▸ Takenlijst
1) Beantwoord deze vragen over de tekst over de Nederlandse productiesector:
(a) Voor de hoeveelste maand op rij verkleinden de bedrijven in januari hun personeelsbestanden?
(b) De daling van de inkoopactiviteiten was de kleinste in hoeveel maanden?
(c) Welke oorzaken van de lagere inkoopkosten noemden de respondenten?
2) Geef uit de tekst over de Nederlandse productiesector de passage van "De bedrijven slaagden" tot en met "juli vorig jaar." woordelijk terug.

▸ Tekstblok
━━━━━━━━

De bedrijven slaagden er in januari in om hun achterstanden te verkleinen en schreven dit vaak toe aan de matte vraag. De daling was echter klein en de kleinste in elf maanden. Er was geen druk op de capaciteit en als gevolg hiervan verkleinden de bedrijven in januari voor de achtste maand op rij hun personeelsbestanden. Dit banenverlies was echter het kleinst sinds juli vorig jaar.
De zwakke vraag had in januari eveneens een vermindering van de inkoopactiviteiten tot gevolg. Deze daling was behoorlijk, maar de kleinste in vijf maanden. De bedrijven in de Nederlandse productiesector verkleinden in januari ook hun materiaalvoorraad, zij het in de kleinste mate in twaalf maanden.
De prestatie van de leveranciers verbeterde ondertussen, omdat er vanwege de zwakke vraag minder druk was op de productiecapaciteit. Deze laatste verbetering van de levertijden was echter gering en de kleinste in dertien maanden. De prijsdruk in de Nederlandse industrie was in januari opnieuw lager, zo bleek uit een verdere daling van de inkoopkosten. De respondenten gaven aan dat dit onder meer het gevolg was van prijsonderhandelingen met leveranciers en dalende grondstofkosten. De daling van de operationele kosten was echter het kleinst in negen maanden.

━━━━━━━━

▸ Geëxtraheerde gegevens
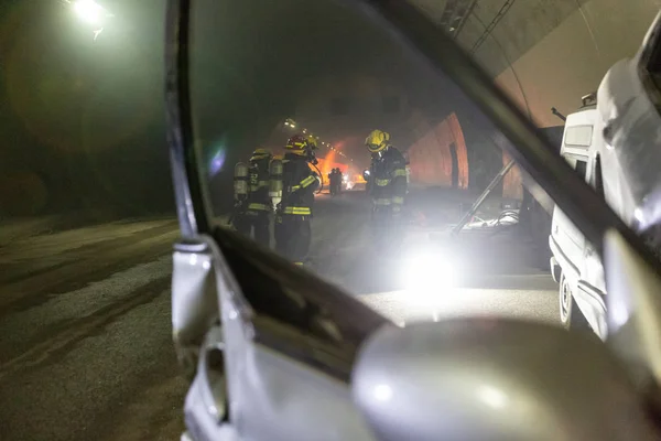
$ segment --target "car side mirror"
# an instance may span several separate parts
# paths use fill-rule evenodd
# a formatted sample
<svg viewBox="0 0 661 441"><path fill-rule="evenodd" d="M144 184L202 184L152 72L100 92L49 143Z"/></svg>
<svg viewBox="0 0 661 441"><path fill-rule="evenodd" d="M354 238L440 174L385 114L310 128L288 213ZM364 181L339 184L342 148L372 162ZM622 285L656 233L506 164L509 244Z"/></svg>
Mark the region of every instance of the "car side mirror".
<svg viewBox="0 0 661 441"><path fill-rule="evenodd" d="M384 326L358 355L353 395L379 440L657 435L595 335L514 320Z"/></svg>

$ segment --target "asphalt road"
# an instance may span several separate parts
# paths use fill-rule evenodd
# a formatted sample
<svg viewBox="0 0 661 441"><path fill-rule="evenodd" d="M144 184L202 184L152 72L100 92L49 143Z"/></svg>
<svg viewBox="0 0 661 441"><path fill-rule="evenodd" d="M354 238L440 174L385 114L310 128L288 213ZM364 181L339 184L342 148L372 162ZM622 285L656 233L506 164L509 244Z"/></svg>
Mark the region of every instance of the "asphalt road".
<svg viewBox="0 0 661 441"><path fill-rule="evenodd" d="M527 266L522 240L505 234L485 247L484 235L468 233L455 244L468 251L452 256L470 261L457 266L469 277L452 287L432 278L429 290L414 294L398 275L410 249L436 237L437 223L418 222L434 214L411 216L410 249L391 258L370 251L367 206L359 193L318 198L314 271L400 323L462 314L556 322L554 283ZM164 219L0 247L1 440L178 439L187 385L171 344L170 249L176 237L175 222Z"/></svg>

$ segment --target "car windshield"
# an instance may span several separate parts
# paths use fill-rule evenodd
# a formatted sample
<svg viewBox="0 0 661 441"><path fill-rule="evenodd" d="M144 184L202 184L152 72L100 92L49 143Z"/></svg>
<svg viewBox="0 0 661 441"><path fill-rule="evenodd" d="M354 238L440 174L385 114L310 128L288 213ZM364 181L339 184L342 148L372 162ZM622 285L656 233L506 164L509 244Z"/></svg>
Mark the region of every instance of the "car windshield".
<svg viewBox="0 0 661 441"><path fill-rule="evenodd" d="M294 324L336 349L319 349L327 365L351 367L365 335L346 330L361 323L305 302L306 289L336 294L327 284L272 270L297 267L288 279L312 273L400 325L477 314L604 338L600 245L522 172L475 97L353 3L191 1L182 67L204 208L237 291L269 311L260 324ZM391 3L431 20L661 248L647 141L660 139L661 62L639 52L658 1ZM2 440L183 431L165 12L165 0L0 6ZM254 269L252 245L280 258Z"/></svg>
<svg viewBox="0 0 661 441"><path fill-rule="evenodd" d="M603 182L594 93L636 54L653 6L411 3L583 180ZM600 31L621 25L602 21L614 9L636 29L617 43ZM571 320L561 268L583 266L590 245L511 163L494 123L397 36L334 1L201 1L192 23L194 136L218 225L400 323ZM587 277L604 291L600 269Z"/></svg>

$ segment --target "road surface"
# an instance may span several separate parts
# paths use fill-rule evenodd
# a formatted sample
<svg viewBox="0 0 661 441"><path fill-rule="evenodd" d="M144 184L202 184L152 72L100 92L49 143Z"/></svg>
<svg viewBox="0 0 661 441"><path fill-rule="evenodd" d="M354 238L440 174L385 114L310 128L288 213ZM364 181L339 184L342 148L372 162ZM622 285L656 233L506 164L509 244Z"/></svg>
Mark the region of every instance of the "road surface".
<svg viewBox="0 0 661 441"><path fill-rule="evenodd" d="M364 195L322 195L311 267L397 322L476 313L556 321L553 282L520 265L505 275L464 267L473 280L412 295L397 280L401 260L370 256L368 219ZM426 240L425 228L410 226L408 240ZM0 439L178 439L187 385L171 344L176 237L176 223L159 219L2 244Z"/></svg>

━━━━━━━━

▸ Verwachte uitvoer
1)
(a) Voor de achtste maand op rij.
(b) In vijf maanden.
(c) Prijsonderhandelingen met leveranciers en dalende grondstofkosten.

2)
De bedrijven slaagden er in januari in om hun achterstanden te verkleinen en schreven dit vaak toe aan de matte vraag. De daling was echter klein en de kleinste in elf maanden. Er was geen druk op de capaciteit en als gevolg hiervan verkleinden de bedrijven in januari voor de achtste maand op rij hun personeelsbestanden. Dit banenverlies was echter het kleinst sinds juli vorig jaar.